# Problem to work on
An exact restatement is required. Cover only the lines of the records from the first through the line with "Each instance of the blue", and skip pictures.

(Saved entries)

********************

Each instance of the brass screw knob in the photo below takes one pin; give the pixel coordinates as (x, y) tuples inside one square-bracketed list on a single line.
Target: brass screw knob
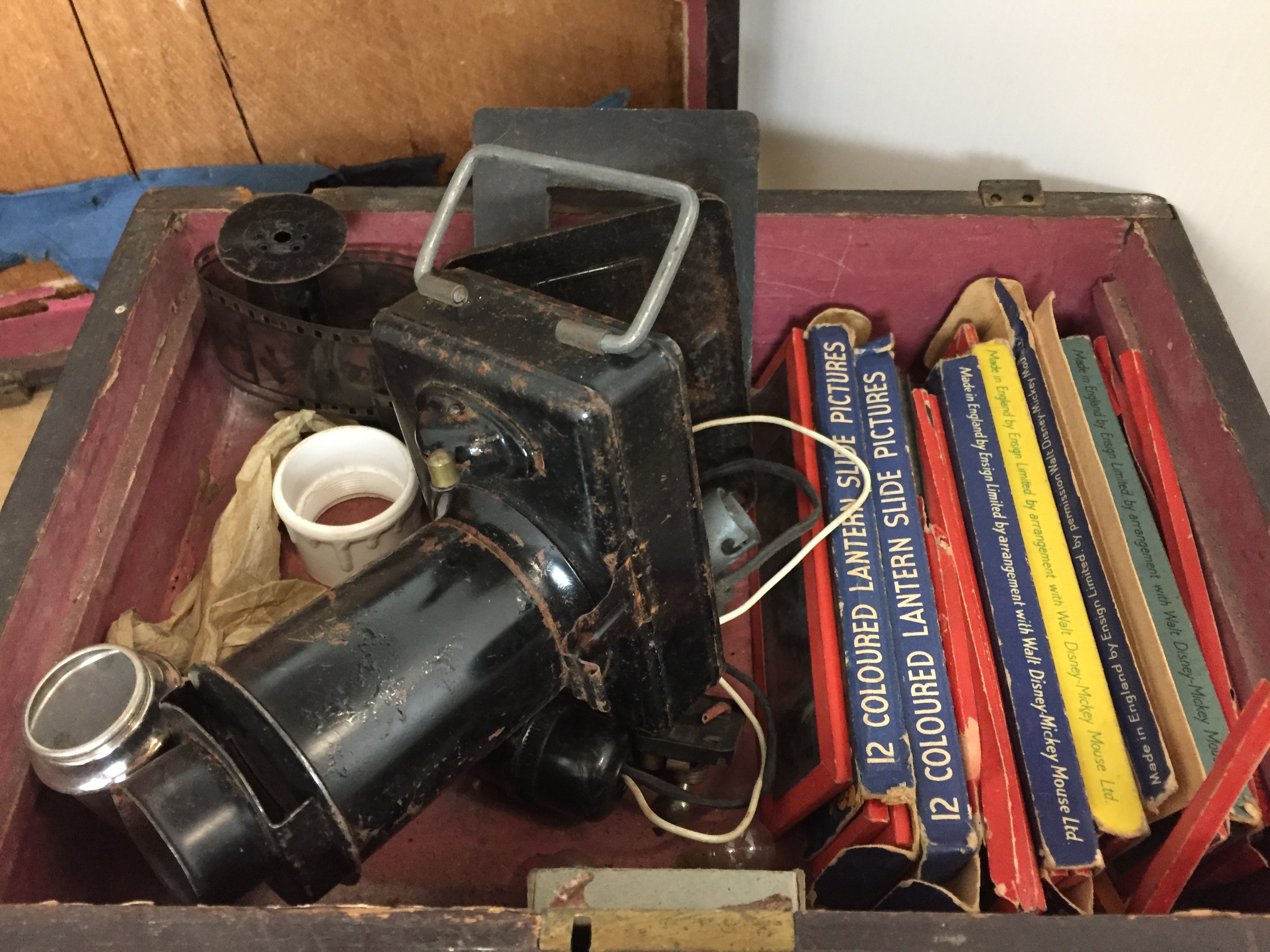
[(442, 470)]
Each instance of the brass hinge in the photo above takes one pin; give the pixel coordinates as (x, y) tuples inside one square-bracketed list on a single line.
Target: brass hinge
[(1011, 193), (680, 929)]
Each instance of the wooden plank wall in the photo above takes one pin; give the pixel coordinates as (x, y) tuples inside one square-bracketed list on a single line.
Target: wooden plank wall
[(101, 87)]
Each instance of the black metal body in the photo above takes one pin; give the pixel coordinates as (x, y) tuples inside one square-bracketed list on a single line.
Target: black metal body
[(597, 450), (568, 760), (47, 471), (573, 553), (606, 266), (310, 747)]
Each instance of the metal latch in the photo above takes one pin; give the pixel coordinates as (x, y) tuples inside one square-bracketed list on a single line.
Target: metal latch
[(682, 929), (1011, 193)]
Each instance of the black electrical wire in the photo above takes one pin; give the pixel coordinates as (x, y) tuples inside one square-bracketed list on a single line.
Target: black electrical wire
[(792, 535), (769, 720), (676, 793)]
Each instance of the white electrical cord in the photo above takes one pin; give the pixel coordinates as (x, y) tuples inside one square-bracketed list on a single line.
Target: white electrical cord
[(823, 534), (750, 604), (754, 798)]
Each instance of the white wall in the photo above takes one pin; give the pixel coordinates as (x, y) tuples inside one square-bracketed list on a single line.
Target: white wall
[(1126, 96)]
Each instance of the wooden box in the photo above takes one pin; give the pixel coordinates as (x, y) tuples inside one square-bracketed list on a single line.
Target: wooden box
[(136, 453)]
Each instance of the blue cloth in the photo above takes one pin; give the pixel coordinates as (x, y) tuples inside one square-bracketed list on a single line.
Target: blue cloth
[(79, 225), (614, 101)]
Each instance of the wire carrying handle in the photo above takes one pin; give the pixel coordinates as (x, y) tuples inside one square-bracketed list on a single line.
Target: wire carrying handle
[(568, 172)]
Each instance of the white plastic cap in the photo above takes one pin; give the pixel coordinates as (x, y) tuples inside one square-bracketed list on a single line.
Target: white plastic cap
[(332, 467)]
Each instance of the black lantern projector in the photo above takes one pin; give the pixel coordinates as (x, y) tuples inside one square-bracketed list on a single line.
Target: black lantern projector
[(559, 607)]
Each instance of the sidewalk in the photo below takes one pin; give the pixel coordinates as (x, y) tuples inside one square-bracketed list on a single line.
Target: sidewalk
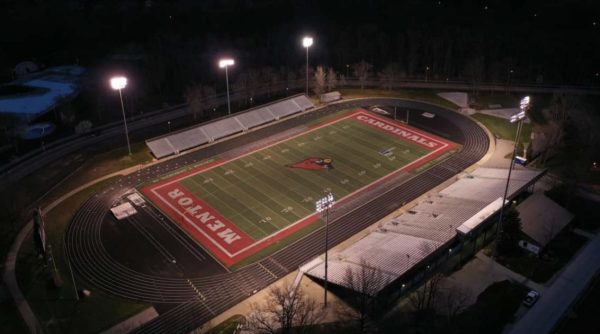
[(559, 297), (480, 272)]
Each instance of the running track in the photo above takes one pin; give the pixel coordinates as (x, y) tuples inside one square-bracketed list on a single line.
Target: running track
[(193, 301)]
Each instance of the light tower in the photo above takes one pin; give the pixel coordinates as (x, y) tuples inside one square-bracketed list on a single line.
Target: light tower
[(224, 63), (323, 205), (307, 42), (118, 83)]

********************

# Solution
Each instance of the brass screw knob in the photo below takes one pin; give the pixel coordinates as (x, y) tuples inside one square-bracketed list on a single line.
Target: brass screw knob
[(442, 470)]
Each instance of the brass hinge in the photo above takes one pin; give the pixel coordinates as (x, y) tuples inside one square-bracketed list on a single line.
Target: brass hinge
[(1011, 193), (680, 929)]
Each instance of the wooden plank wall in the photo above takes one pin; give the pixel coordinates as (x, y) tuples inside one square-bracketed list on a single line.
Target: wooden plank wall
[(101, 87)]
Each instance of the black metal body in the photo above takes one pin; give the pixel coordinates as (x, y) tuples inside one square-bracketed list on a single line.
Target: black metal body
[(597, 450), (568, 760), (47, 471), (573, 553), (606, 266), (310, 747)]
Each instance of the metal latch in the photo above takes one pin; give the pixel coordinates as (x, y) tuples inside one square-bracketed list on a single line.
Target: metal latch
[(682, 929), (1011, 193)]
Each instance of the black electrical wire in the photo above takes one pin; give the pixel coordinates as (x, y) tuples inside one square-bracketed list on a single line.
Target: black electrical wire
[(792, 535), (769, 720), (676, 793)]
Each instance of the white electrical cord in the photo above takes one pin; give the pixel coordinates as (x, y) tuples inside one square-bracketed list on a single line.
Target: white electrical cord
[(823, 534), (750, 604), (754, 798)]
Each instance of the white wall in the photo above takes one pin; give the pixel coordinates as (x, y) tuples inside one square-bracketed list on a single line.
Target: white wall
[(1126, 96)]
Each instance of the wooden box in the photo above takes one pin; give the pixel coordinates as (x, y) tuples inside one square-bracketed list on a single line.
Target: wooden box
[(136, 453)]
Each instance of the blue cloth in the photo above takes one pin; give the pixel coordinates as (x, y) tuples inside one square-bracketed list on a single line.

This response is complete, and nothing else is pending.